┌──

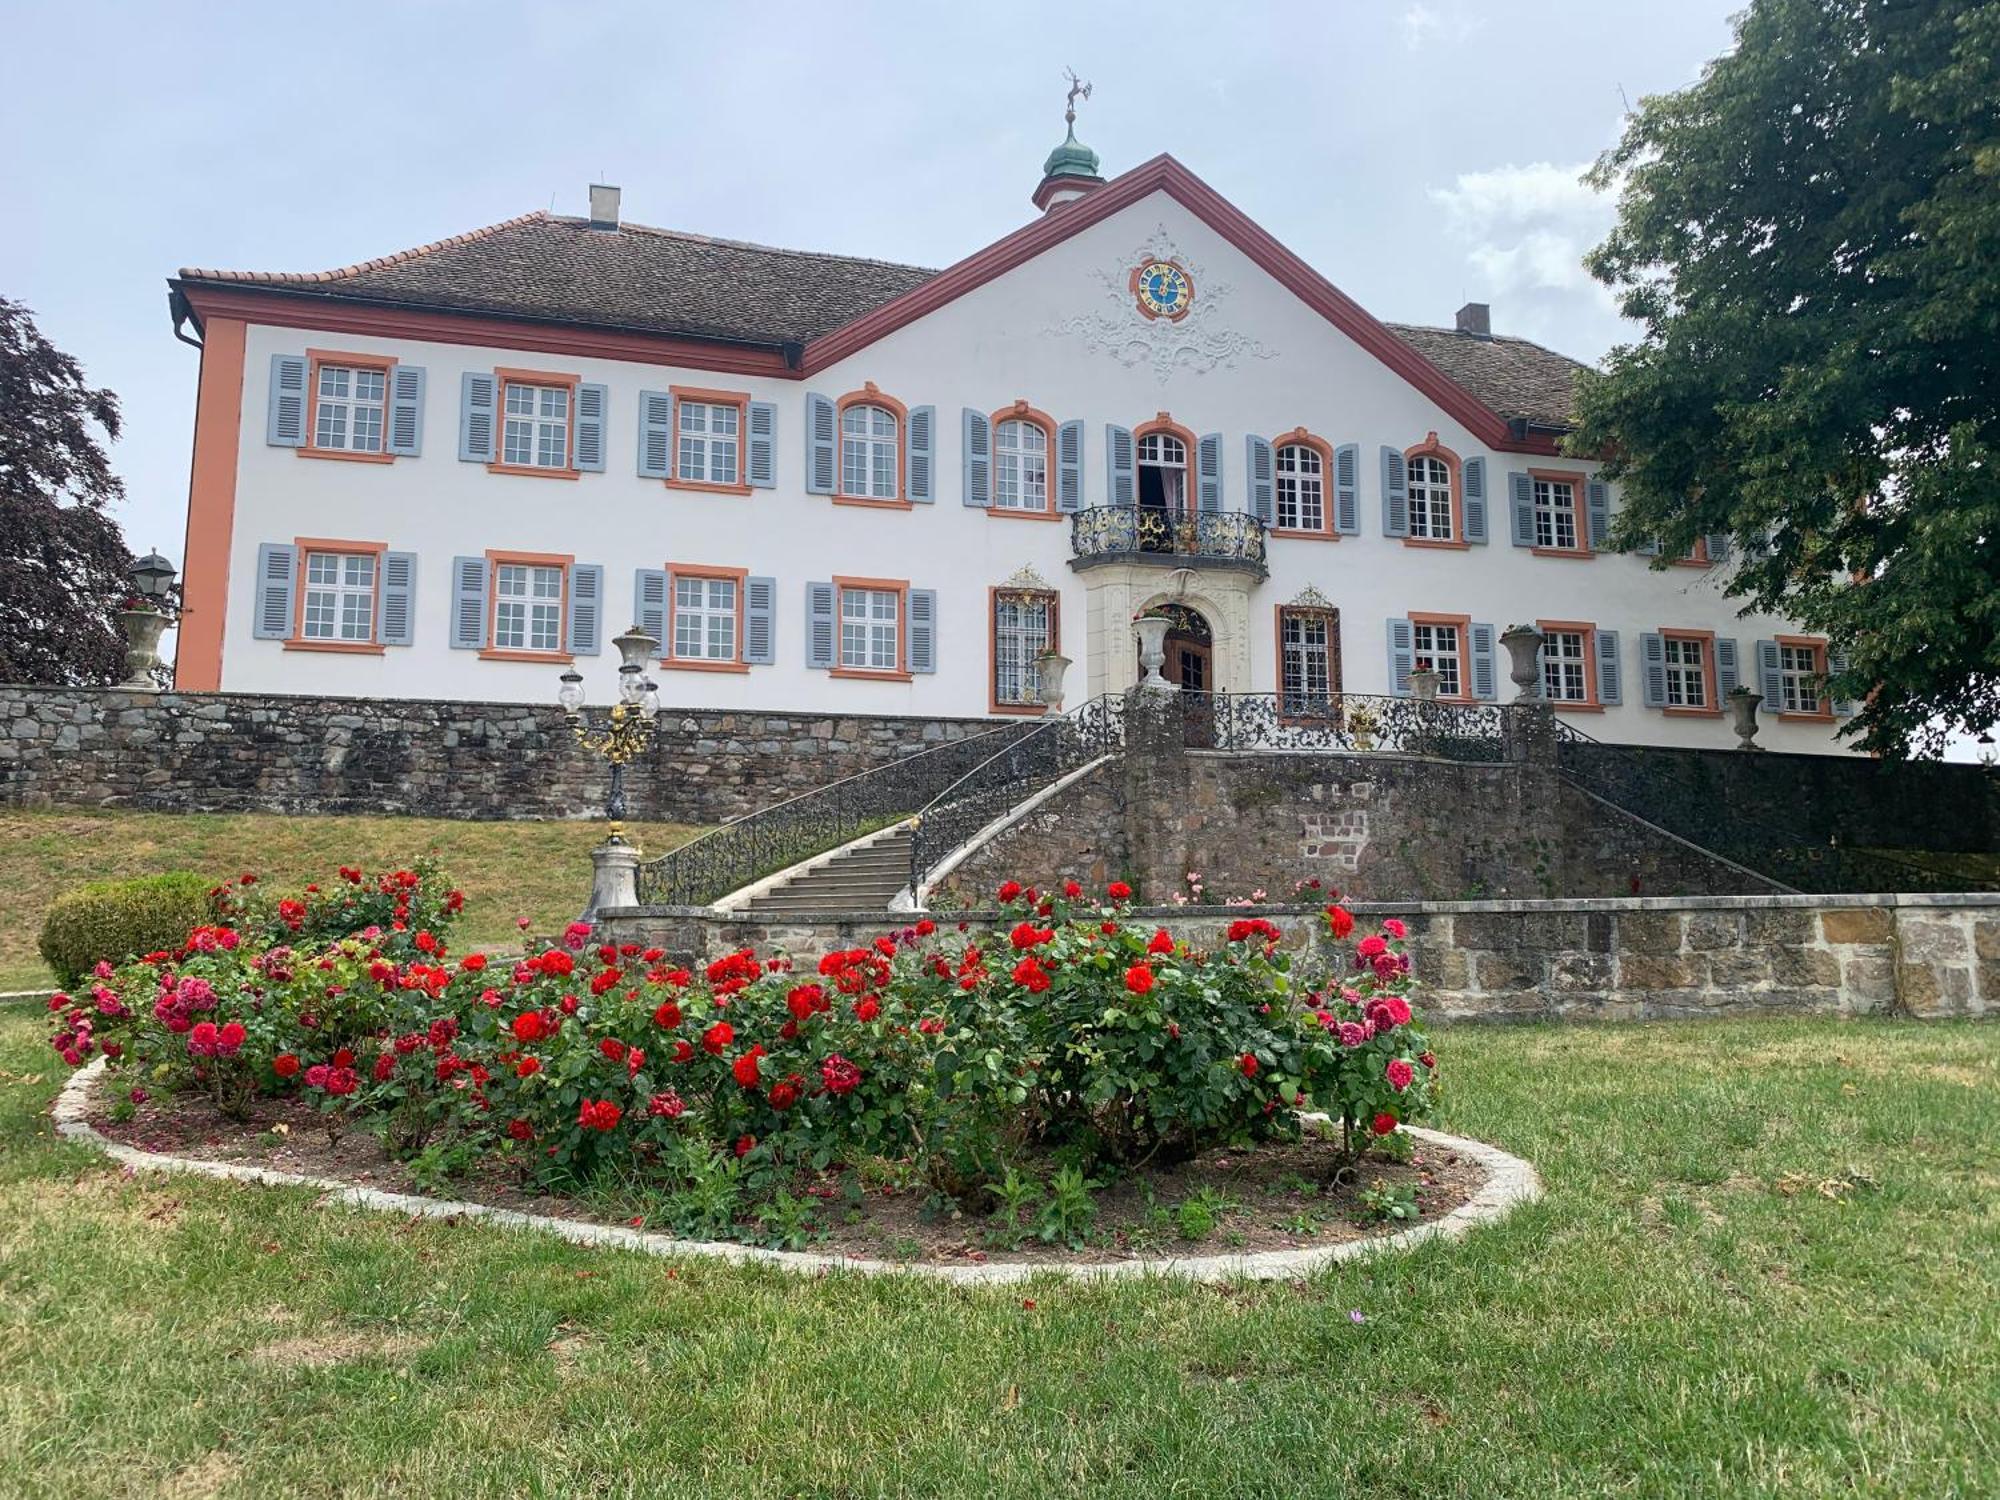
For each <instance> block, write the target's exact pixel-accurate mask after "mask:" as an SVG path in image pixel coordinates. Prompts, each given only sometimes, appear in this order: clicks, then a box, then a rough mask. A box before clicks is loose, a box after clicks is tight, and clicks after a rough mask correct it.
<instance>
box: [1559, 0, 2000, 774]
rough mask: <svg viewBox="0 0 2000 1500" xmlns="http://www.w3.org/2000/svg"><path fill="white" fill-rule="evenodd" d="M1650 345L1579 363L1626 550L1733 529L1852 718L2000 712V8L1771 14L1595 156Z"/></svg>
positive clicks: (1876, 9)
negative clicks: (1595, 156) (1834, 680)
mask: <svg viewBox="0 0 2000 1500" xmlns="http://www.w3.org/2000/svg"><path fill="white" fill-rule="evenodd" d="M1592 182H1594V184H1596V186H1600V188H1618V190H1620V202H1618V224H1616V228H1614V230H1612V232H1610V236H1608V238H1606V240H1604V244H1600V246H1598V248H1596V250H1594V252H1592V254H1590V258H1588V262H1586V264H1588V268H1590V272H1592V274H1594V276H1596V278H1598V280H1600V282H1604V284H1606V286H1610V288H1612V290H1614V292H1616V294H1618V298H1620V304H1622V308H1624V312H1626V316H1630V318H1636V320H1638V322H1640V324H1642V328H1644V334H1642V338H1640V340H1638V342H1636V344H1630V346H1622V348H1616V350H1612V354H1610V358H1608V360H1606V364H1604V368H1602V370H1600V372H1590V374H1586V376H1584V378H1582V390H1580V398H1578V416H1580V420H1578V428H1576V432H1574V434H1572V440H1570V442H1572V450H1574V452H1602V454H1608V460H1606V474H1608V476H1610V478H1616V480H1620V482H1622V496H1624V508H1622V514H1620V518H1618V524H1616V530H1614V536H1612V544H1614V546H1618V548H1626V550H1630V548H1634V546H1640V544H1644V542H1652V540H1656V542H1658V544H1660V554H1662V556H1660V562H1658V564H1656V566H1668V560H1670V558H1674V556H1684V554H1686V552H1688V550H1690V548H1692V546H1694V542H1696V538H1700V536H1704V534H1728V536H1732V538H1734V542H1736V550H1734V568H1732V574H1730V582H1728V588H1730V594H1734V596H1738V598H1742V600H1744V602H1746V608H1758V610H1768V612H1774V614H1782V616H1788V618H1792V620H1796V622H1798V624H1800V626H1804V628H1806V630H1812V632H1820V634H1824V636H1828V638H1830V640H1832V654H1834V658H1844V660H1846V668H1844V672H1842V676H1840V680H1838V682H1836V684H1834V696H1838V698H1852V700H1856V702H1858V704H1860V712H1858V714H1856V718H1854V722H1852V726H1850V728H1848V732H1850V734H1854V736H1858V740H1860V744H1862V746H1866V748H1870V750H1878V752H1884V754H1892V756H1900V754H1936V752H1938V750H1940V748H1942V742H1944V740H1946V736H1948V734H1950V732H1978V730H1980V728H1984V726H1988V724H1992V722H1994V720H1996V718H2000V0H1752V4H1750V8H1748V10H1746V12H1744V14H1742V16H1740V18H1738V22H1736V48H1734V50H1732V52H1730V54H1728V56H1724V58H1718V60H1716V62H1712V64H1710V66H1708V68H1706V72H1704V74H1702V78H1700V82H1696V84H1694V86H1692V88H1686V90H1680V92H1678V94H1664V96H1656V98H1646V100H1644V102H1642V104H1640V108H1638V112H1636V114H1634V116H1632V118H1630V120H1628V124H1626V130H1624V138H1622V140H1620V142H1618V146H1616V148H1612V150H1610V152H1606V154H1604V158H1602V160H1600V162H1598V164H1596V168H1594V172H1592Z"/></svg>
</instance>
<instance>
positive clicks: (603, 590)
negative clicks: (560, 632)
mask: <svg viewBox="0 0 2000 1500" xmlns="http://www.w3.org/2000/svg"><path fill="white" fill-rule="evenodd" d="M568 634H570V656H596V654H598V652H600V650H602V636H604V564H600V562H572V564H570V630H568Z"/></svg>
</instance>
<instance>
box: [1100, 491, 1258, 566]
mask: <svg viewBox="0 0 2000 1500" xmlns="http://www.w3.org/2000/svg"><path fill="white" fill-rule="evenodd" d="M1114 562H1142V564H1144V562H1156V564H1160V566H1162V568H1224V570H1232V572H1248V574H1254V576H1256V578H1264V576H1266V568H1264V522H1260V520H1258V518H1256V516H1246V514H1242V512H1238V510H1212V512H1174V510H1156V508H1152V506H1092V508H1090V510H1078V512H1076V514H1074V516H1070V566H1072V568H1076V570H1078V572H1082V570H1086V568H1102V566H1106V564H1114Z"/></svg>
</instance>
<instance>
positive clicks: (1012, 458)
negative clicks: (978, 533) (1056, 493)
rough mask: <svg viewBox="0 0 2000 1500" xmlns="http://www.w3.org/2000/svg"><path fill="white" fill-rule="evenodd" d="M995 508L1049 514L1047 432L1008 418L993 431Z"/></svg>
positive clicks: (1038, 425) (1047, 444)
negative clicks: (1048, 498)
mask: <svg viewBox="0 0 2000 1500" xmlns="http://www.w3.org/2000/svg"><path fill="white" fill-rule="evenodd" d="M994 508H996V510H1048V430H1046V428H1044V426H1042V424H1040V422H1028V420H1024V418H1010V420H1006V422H1000V426H998V428H994Z"/></svg>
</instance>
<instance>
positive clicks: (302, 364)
mask: <svg viewBox="0 0 2000 1500" xmlns="http://www.w3.org/2000/svg"><path fill="white" fill-rule="evenodd" d="M308 372H310V366H308V364H306V356H302V354H272V356H270V408H268V410H266V414H264V442H268V444H270V446H272V448H302V446H304V444H306V376H308Z"/></svg>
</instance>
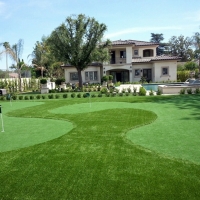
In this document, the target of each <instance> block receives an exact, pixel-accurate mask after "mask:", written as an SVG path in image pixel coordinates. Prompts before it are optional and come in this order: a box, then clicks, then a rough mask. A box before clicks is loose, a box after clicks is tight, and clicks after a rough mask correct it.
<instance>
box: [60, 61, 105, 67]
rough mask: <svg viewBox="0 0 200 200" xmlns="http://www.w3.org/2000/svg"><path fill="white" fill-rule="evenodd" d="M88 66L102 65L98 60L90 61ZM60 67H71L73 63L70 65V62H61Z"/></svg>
mask: <svg viewBox="0 0 200 200" xmlns="http://www.w3.org/2000/svg"><path fill="white" fill-rule="evenodd" d="M88 66H96V67H98V66H102V64H101V63H98V62H92V63H90V64H89V65H88ZM61 67H73V65H71V64H62V65H61Z"/></svg>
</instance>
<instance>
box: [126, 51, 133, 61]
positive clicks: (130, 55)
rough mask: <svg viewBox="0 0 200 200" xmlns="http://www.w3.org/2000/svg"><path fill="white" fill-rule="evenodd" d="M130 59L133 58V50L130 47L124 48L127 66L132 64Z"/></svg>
mask: <svg viewBox="0 0 200 200" xmlns="http://www.w3.org/2000/svg"><path fill="white" fill-rule="evenodd" d="M132 57H133V48H132V47H126V63H127V64H131V63H132Z"/></svg>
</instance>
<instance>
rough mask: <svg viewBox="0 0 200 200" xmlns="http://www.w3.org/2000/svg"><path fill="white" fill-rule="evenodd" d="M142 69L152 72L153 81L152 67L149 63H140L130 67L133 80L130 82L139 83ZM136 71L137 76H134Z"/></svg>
mask: <svg viewBox="0 0 200 200" xmlns="http://www.w3.org/2000/svg"><path fill="white" fill-rule="evenodd" d="M144 69H151V70H152V77H151V78H152V80H153V71H154V69H153V65H152V64H150V63H142V64H139V63H138V64H134V65H133V67H132V70H133V79H132V82H139V81H140V80H141V77H142V76H143V70H144ZM136 70H137V71H139V75H136Z"/></svg>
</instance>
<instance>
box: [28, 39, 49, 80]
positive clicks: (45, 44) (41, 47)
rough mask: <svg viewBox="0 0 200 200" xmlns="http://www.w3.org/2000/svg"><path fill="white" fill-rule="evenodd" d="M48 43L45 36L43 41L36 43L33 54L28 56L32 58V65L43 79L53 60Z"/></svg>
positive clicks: (36, 42)
mask: <svg viewBox="0 0 200 200" xmlns="http://www.w3.org/2000/svg"><path fill="white" fill-rule="evenodd" d="M46 41H47V38H46V37H44V36H43V37H42V41H41V42H39V41H37V42H36V44H35V47H34V49H33V52H32V54H30V55H29V56H28V57H31V58H32V65H33V66H34V68H35V70H36V71H37V70H39V71H40V75H41V77H42V78H43V76H44V72H46V71H47V67H48V66H49V65H50V60H51V56H50V50H49V47H48V45H47V42H46Z"/></svg>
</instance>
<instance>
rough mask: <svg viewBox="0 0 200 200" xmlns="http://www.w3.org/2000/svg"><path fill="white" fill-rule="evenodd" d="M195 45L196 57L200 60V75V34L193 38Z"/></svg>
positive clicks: (194, 53) (197, 58)
mask: <svg viewBox="0 0 200 200" xmlns="http://www.w3.org/2000/svg"><path fill="white" fill-rule="evenodd" d="M192 41H193V45H194V47H195V51H194V57H195V58H197V59H198V60H199V73H200V33H199V32H196V33H195V34H194V35H193V36H192Z"/></svg>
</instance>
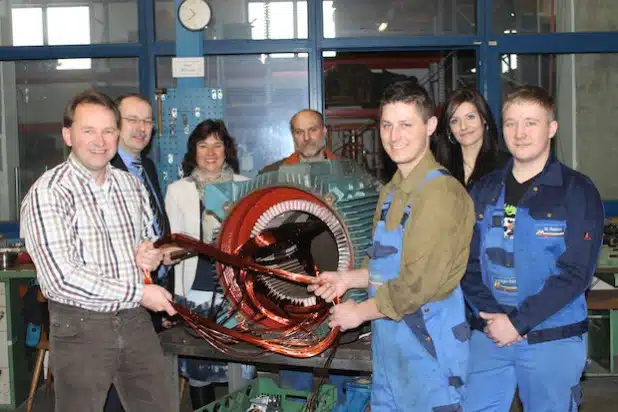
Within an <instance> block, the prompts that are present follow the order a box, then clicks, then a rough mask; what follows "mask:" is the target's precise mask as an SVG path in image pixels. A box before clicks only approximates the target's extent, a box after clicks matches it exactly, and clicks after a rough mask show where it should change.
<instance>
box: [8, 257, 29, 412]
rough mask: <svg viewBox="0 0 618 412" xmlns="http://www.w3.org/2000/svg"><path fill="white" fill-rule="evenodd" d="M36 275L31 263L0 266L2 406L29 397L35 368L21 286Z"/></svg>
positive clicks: (14, 406) (10, 404)
mask: <svg viewBox="0 0 618 412" xmlns="http://www.w3.org/2000/svg"><path fill="white" fill-rule="evenodd" d="M35 277H36V272H35V271H34V268H33V267H32V266H31V265H30V266H22V267H16V268H14V269H8V270H0V410H13V409H15V408H17V407H18V406H19V405H21V404H22V403H23V402H24V401H25V400H26V399H27V397H28V389H29V387H30V380H31V379H32V371H31V370H30V367H29V365H28V356H29V355H28V352H27V350H26V346H25V331H24V322H23V320H22V307H23V301H22V299H21V298H20V297H19V286H21V285H28V283H29V282H30V281H31V280H32V279H33V278H35Z"/></svg>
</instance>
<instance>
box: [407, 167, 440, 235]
mask: <svg viewBox="0 0 618 412" xmlns="http://www.w3.org/2000/svg"><path fill="white" fill-rule="evenodd" d="M450 175H451V174H450V173H449V172H448V170H445V169H434V170H432V171H430V172H429V173H427V176H425V179H423V181H422V182H421V184H420V185H418V188H417V190H418V191H420V190H421V189H422V188H423V187H425V185H426V184H427V183H429V182H431V181H432V180H434V179H436V178H438V177H440V176H450ZM411 211H412V205H408V206H406V208H405V210H404V211H403V216H402V217H401V223H400V225H401V226H405V225H406V223H407V222H408V218H409V217H410V212H411Z"/></svg>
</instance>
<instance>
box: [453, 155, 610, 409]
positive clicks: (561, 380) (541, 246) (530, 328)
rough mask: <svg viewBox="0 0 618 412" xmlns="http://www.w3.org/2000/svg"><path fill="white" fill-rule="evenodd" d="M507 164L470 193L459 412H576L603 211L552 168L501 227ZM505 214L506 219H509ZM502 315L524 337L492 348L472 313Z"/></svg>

└──

■ To do ■
Which lines in the records contain the word "target"? Copy each one.

■ Reply to the exercise ■
For each <instance> block, write the target's exact pixel-accurate mask after "mask:" as an SVG path in image pixel coordinates. Prompts, each given only sometimes, appear in this order: clicks, then a box, then a rough mask. A box before clicks is loose, a box after clicks is tight, and clicks after a rough mask correct it.
In this document, the target of each <instance> block receives an exact, pixel-accurate mask after "mask:", written as an SVG path in image pixel coordinates. Prompts before it are optional and come in this order: a box, then clicks, then a rough mask. A box before clicks is loose, a box after clicks is tight, and clicks after a rough mask correct it.
Within an <instance> block, the prompts that are present follow the order a box, then clicks, then a rough mask; what follows "mask:" is the target's precise mask as an SVG path in image pixels. A box before clicks only approximates the target's extent, a box after clicks matches it exactly, and clicks after a rough mask show where it should change.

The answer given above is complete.